Stated task: Pull out every line of the records that contains the word "clay".

** Start Information shown **

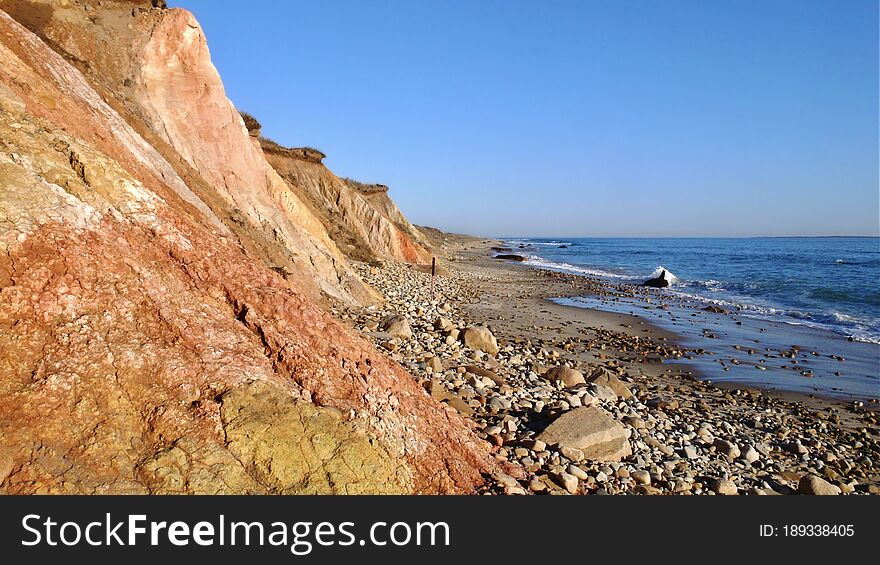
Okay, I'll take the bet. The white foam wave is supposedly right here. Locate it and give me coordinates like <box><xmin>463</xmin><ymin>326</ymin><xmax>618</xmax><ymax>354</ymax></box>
<box><xmin>649</xmin><ymin>265</ymin><xmax>681</xmax><ymax>286</ymax></box>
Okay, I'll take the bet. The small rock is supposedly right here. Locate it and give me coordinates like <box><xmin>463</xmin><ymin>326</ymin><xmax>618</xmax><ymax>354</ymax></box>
<box><xmin>798</xmin><ymin>475</ymin><xmax>840</xmax><ymax>496</ymax></box>
<box><xmin>461</xmin><ymin>326</ymin><xmax>498</xmax><ymax>355</ymax></box>
<box><xmin>709</xmin><ymin>479</ymin><xmax>737</xmax><ymax>495</ymax></box>
<box><xmin>542</xmin><ymin>367</ymin><xmax>587</xmax><ymax>387</ymax></box>
<box><xmin>379</xmin><ymin>314</ymin><xmax>412</xmax><ymax>339</ymax></box>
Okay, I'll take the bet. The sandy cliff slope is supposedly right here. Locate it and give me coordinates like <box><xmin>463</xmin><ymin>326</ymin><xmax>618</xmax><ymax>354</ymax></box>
<box><xmin>264</xmin><ymin>142</ymin><xmax>431</xmax><ymax>263</ymax></box>
<box><xmin>0</xmin><ymin>0</ymin><xmax>377</xmax><ymax>303</ymax></box>
<box><xmin>0</xmin><ymin>0</ymin><xmax>494</xmax><ymax>493</ymax></box>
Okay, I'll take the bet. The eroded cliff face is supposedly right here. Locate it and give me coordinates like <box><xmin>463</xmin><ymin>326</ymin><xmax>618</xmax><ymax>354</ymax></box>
<box><xmin>0</xmin><ymin>0</ymin><xmax>495</xmax><ymax>493</ymax></box>
<box><xmin>0</xmin><ymin>0</ymin><xmax>378</xmax><ymax>303</ymax></box>
<box><xmin>264</xmin><ymin>143</ymin><xmax>431</xmax><ymax>263</ymax></box>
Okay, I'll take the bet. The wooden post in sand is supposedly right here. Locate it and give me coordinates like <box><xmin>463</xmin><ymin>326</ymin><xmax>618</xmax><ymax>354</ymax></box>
<box><xmin>431</xmin><ymin>257</ymin><xmax>437</xmax><ymax>300</ymax></box>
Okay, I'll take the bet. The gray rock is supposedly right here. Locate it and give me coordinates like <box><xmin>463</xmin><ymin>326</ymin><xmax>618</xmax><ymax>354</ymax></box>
<box><xmin>538</xmin><ymin>406</ymin><xmax>632</xmax><ymax>461</ymax></box>
<box><xmin>461</xmin><ymin>326</ymin><xmax>498</xmax><ymax>355</ymax></box>
<box><xmin>542</xmin><ymin>367</ymin><xmax>587</xmax><ymax>387</ymax></box>
<box><xmin>713</xmin><ymin>438</ymin><xmax>740</xmax><ymax>461</ymax></box>
<box><xmin>587</xmin><ymin>367</ymin><xmax>633</xmax><ymax>399</ymax></box>
<box><xmin>630</xmin><ymin>469</ymin><xmax>651</xmax><ymax>485</ymax></box>
<box><xmin>709</xmin><ymin>479</ymin><xmax>737</xmax><ymax>495</ymax></box>
<box><xmin>379</xmin><ymin>314</ymin><xmax>412</xmax><ymax>339</ymax></box>
<box><xmin>740</xmin><ymin>444</ymin><xmax>761</xmax><ymax>465</ymax></box>
<box><xmin>798</xmin><ymin>475</ymin><xmax>840</xmax><ymax>496</ymax></box>
<box><xmin>553</xmin><ymin>473</ymin><xmax>578</xmax><ymax>494</ymax></box>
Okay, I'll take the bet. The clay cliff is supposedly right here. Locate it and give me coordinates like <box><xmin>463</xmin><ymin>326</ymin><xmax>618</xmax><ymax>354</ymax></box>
<box><xmin>0</xmin><ymin>0</ymin><xmax>495</xmax><ymax>493</ymax></box>
<box><xmin>262</xmin><ymin>140</ymin><xmax>431</xmax><ymax>263</ymax></box>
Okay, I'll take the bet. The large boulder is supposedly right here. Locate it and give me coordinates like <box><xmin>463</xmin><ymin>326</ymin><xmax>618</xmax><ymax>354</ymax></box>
<box><xmin>798</xmin><ymin>475</ymin><xmax>840</xmax><ymax>496</ymax></box>
<box><xmin>461</xmin><ymin>326</ymin><xmax>498</xmax><ymax>355</ymax></box>
<box><xmin>537</xmin><ymin>406</ymin><xmax>632</xmax><ymax>461</ymax></box>
<box><xmin>542</xmin><ymin>367</ymin><xmax>587</xmax><ymax>387</ymax></box>
<box><xmin>586</xmin><ymin>367</ymin><xmax>633</xmax><ymax>399</ymax></box>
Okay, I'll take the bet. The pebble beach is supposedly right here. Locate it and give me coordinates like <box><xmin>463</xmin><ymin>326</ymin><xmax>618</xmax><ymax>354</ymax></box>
<box><xmin>335</xmin><ymin>235</ymin><xmax>880</xmax><ymax>495</ymax></box>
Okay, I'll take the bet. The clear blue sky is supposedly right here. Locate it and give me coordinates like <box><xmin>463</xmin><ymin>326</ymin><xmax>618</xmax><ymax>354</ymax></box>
<box><xmin>180</xmin><ymin>0</ymin><xmax>880</xmax><ymax>236</ymax></box>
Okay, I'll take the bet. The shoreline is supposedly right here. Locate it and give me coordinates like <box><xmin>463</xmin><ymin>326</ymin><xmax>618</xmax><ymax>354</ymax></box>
<box><xmin>340</xmin><ymin>234</ymin><xmax>880</xmax><ymax>495</ymax></box>
<box><xmin>452</xmin><ymin>236</ymin><xmax>880</xmax><ymax>411</ymax></box>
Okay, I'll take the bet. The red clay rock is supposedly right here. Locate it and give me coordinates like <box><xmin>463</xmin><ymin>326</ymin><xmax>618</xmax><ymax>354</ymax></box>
<box><xmin>0</xmin><ymin>7</ymin><xmax>496</xmax><ymax>493</ymax></box>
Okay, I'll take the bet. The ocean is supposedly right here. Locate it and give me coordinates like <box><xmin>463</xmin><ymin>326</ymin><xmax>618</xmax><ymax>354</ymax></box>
<box><xmin>504</xmin><ymin>237</ymin><xmax>880</xmax><ymax>398</ymax></box>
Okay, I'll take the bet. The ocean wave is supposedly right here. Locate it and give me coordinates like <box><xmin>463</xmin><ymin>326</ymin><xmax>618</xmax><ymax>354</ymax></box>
<box><xmin>648</xmin><ymin>265</ymin><xmax>681</xmax><ymax>286</ymax></box>
<box><xmin>670</xmin><ymin>290</ymin><xmax>880</xmax><ymax>344</ymax></box>
<box><xmin>504</xmin><ymin>239</ymin><xmax>576</xmax><ymax>247</ymax></box>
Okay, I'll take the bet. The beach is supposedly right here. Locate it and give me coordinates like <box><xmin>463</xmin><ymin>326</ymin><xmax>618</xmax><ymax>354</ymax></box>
<box><xmin>336</xmin><ymin>233</ymin><xmax>880</xmax><ymax>495</ymax></box>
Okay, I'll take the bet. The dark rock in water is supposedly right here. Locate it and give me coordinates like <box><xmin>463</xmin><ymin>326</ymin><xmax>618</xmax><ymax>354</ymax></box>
<box><xmin>495</xmin><ymin>255</ymin><xmax>526</xmax><ymax>261</ymax></box>
<box><xmin>703</xmin><ymin>304</ymin><xmax>730</xmax><ymax>314</ymax></box>
<box><xmin>642</xmin><ymin>271</ymin><xmax>669</xmax><ymax>288</ymax></box>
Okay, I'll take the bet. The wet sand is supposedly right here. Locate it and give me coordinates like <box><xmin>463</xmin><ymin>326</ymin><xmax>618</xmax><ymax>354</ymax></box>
<box><xmin>337</xmin><ymin>234</ymin><xmax>880</xmax><ymax>495</ymax></box>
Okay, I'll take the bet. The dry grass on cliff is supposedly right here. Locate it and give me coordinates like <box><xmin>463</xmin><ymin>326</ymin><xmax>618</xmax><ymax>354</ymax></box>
<box><xmin>238</xmin><ymin>110</ymin><xmax>263</xmax><ymax>131</ymax></box>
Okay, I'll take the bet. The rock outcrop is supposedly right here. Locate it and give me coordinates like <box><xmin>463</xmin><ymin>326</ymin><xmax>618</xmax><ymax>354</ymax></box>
<box><xmin>263</xmin><ymin>139</ymin><xmax>431</xmax><ymax>263</ymax></box>
<box><xmin>0</xmin><ymin>0</ymin><xmax>378</xmax><ymax>303</ymax></box>
<box><xmin>0</xmin><ymin>0</ymin><xmax>497</xmax><ymax>493</ymax></box>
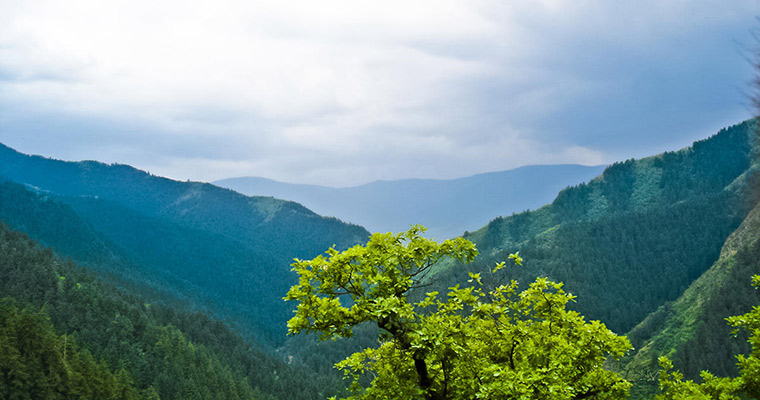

** End Information shown **

Correct output:
Okay, I'll take the bet. The clay cliff is supposedly right here. Locate it and give me coordinates like <box><xmin>463</xmin><ymin>326</ymin><xmax>618</xmax><ymax>354</ymax></box>
Okay, I'll take the bet. The red clay rock is supposedly right here. Locate it and give me coordinates like <box><xmin>463</xmin><ymin>326</ymin><xmax>618</xmax><ymax>354</ymax></box>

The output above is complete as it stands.